━━━━━ DATASET EXTRACT
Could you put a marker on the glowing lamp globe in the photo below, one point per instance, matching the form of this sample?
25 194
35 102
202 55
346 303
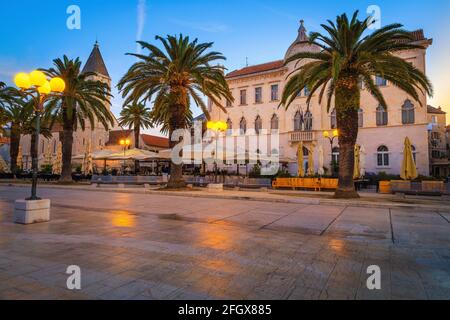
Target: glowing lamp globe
222 126
37 78
22 80
57 85
45 88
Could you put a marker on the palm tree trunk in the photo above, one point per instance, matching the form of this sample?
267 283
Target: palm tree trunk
176 170
67 143
33 147
137 135
347 105
14 147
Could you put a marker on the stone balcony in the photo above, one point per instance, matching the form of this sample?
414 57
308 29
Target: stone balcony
302 136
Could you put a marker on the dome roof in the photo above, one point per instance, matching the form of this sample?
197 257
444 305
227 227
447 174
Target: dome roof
301 43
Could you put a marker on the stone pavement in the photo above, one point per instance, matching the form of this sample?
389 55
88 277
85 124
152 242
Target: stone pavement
155 246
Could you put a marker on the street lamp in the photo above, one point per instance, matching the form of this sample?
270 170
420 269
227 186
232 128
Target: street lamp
125 143
217 127
331 137
36 86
━━━━━━━━━━
• _WHAT THE TASK REQUIRES_
Copy every line above in which the string "point" shows up.

• _ANSWER TO THIS PROBLEM_
Could you put a marker on the glowing lamp globe in the photo below, one point per instance, matching the form of this sample?
Could you put a marker on the palm tree trunk in the photo above, one point per instance, matching the form of this sample?
Could you put a marker on the stone balcony in the photo above, one point per instance, matching the form of this sample?
Could you put a marker on the dome roof in the photo above, one point per instance, matching the form of this sample?
Could you put a marker on the stone pavement in the photo above, one point per instance, matching the form of this sample?
Could you put a marker on the street lamp in the photo above, one point per instance, matching the form of this sample?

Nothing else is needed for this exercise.